• [Directions for this task]:
Rewrite the entries below with "sample output" replaced by "example output", leaving everything else unchanged.

Excerpts from annotation records
^^^^^^^^

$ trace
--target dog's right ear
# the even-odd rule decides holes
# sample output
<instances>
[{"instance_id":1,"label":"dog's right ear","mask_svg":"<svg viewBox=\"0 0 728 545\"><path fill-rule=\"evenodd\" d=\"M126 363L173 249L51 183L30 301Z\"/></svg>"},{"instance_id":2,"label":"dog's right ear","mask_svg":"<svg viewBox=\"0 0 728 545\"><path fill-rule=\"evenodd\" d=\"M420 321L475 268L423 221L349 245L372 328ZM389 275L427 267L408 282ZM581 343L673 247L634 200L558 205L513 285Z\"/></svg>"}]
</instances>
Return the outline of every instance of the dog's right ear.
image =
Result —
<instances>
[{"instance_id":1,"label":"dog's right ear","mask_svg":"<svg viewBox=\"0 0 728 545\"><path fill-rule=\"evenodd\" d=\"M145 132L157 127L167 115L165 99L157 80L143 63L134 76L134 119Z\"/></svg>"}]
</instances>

^^^^^^^^

• [Complete output]:
$ trace
--target dog's right ear
# the even-odd rule decides holes
# example output
<instances>
[{"instance_id":1,"label":"dog's right ear","mask_svg":"<svg viewBox=\"0 0 728 545\"><path fill-rule=\"evenodd\" d=\"M126 363L173 249L51 183L30 301Z\"/></svg>"},{"instance_id":2,"label":"dog's right ear","mask_svg":"<svg viewBox=\"0 0 728 545\"><path fill-rule=\"evenodd\" d=\"M420 321L475 268L423 221L349 245L372 328ZM389 275L427 267L408 282ZM581 343L673 247L634 200L558 205L513 285Z\"/></svg>"}]
</instances>
Return the outline of every instance of the dog's right ear.
image =
Result —
<instances>
[{"instance_id":1,"label":"dog's right ear","mask_svg":"<svg viewBox=\"0 0 728 545\"><path fill-rule=\"evenodd\" d=\"M145 132L157 127L167 115L165 99L157 80L143 63L134 76L134 119Z\"/></svg>"}]
</instances>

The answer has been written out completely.